• **TEXT SEGMENT**:
□ □ □ □

Quickstart¶
This guide will help you quickly get started with vLLM-Omni to perform:
- Offline batched inference
- Online serving using OpenAI-compatible server
Prerequisites¶
- OS: Linux
- Python: 3.12
Installation¶
For installation on GPU from source:
uv venv --python 3.12 --seed
source .venv/bin/activate
# On CUDA
uv pip install vllm==0.21.0 --torch-backend=auto
# On ROCm
uv pip install vllm==0.21.0+rocm721 --extra-index-url https://wheels.vllm.ai/rocm/0.21.0/rocm721
git clone https://github.com/vllm-project/vllm-omni.git
cd vllm-omni
uv pip install -e .
For additional installation methods — please see the installation guide.
Note
It is important to install the same major & minor version of vLLM and vLLM Omni, otherwise things may not work as expected. If the versions are misaligned, you will see a warning when you import vLLM Omni.
If you are seeing strange behavior with the vllm command not handling the --omni flag correctly, you most likely have a version mismatch with vLLM < 0.21.0 and vLLM Omni 0.21.0, as vLLM Omni no longer hijacks the vLLM entrypoint. Updating vLLM should resolve this issue.
Offline Inference¶
Text-to-image generation quickstart with vLLM-Omni:
from vllm_omni.entrypoints.omni import Omni
if __name__ == "__main__":
omni = Omni(model="Tongyi-MAI/Z-Image-Turbo")
prompt = "a cup of coffee on the table"
outputs = omni.generate(prompt)
images = outputs[0].request_output.images
images[0].save("coffee.png")

□ □ □ □

• **DATA SHOWN**:
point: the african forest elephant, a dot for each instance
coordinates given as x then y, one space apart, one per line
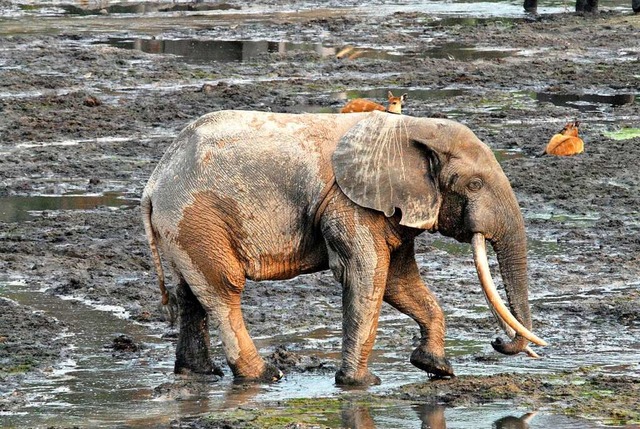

□ □ □ □

• **EXERCISE REQUIREMENTS**:
1 - Using the vLLM-Omni quickstart, decide whether each statement agrees with the text. Answer yes or no, and quote the deciding words.
(a) Linux is the required operating system.
(b) On ROCm, vLLM is installed from the default package index without any extra index URL.
(c) vLLM Omni still hijacks the vLLM entrypoint.
2 - According to the vLLM-Omni quickstart, what happens when you import vLLM Omni while the vLLM and vLLM Omni versions are misaligned?
3 - Shorten the vLLM-Omni quickstart paragraph beginning "If you are seeing strange behavior" into one sentence that keeps its main facts.

• **TASK-BY-TASK RESULTS**:
1 -
(a) Yes: "OS: Linux"
(b) No: "uv pip install vllm==0.21.0+rocm721 --extra-index-url https://wheels.vllm.ai/rocm/0.21.0/rocm721"
(c) No: "vLLM Omni no longer hijacks the vLLM entrypoint"

2 - You will see a warning.

3 - If the vllm command mishandles the --omni flag, the likely cause is a version mismatch between vLLM < 0.21.0 and vLLM Omni 0.21.0, because vLLM Omni no longer hijacks the vLLM entrypoint, and updating vLLM should fix it.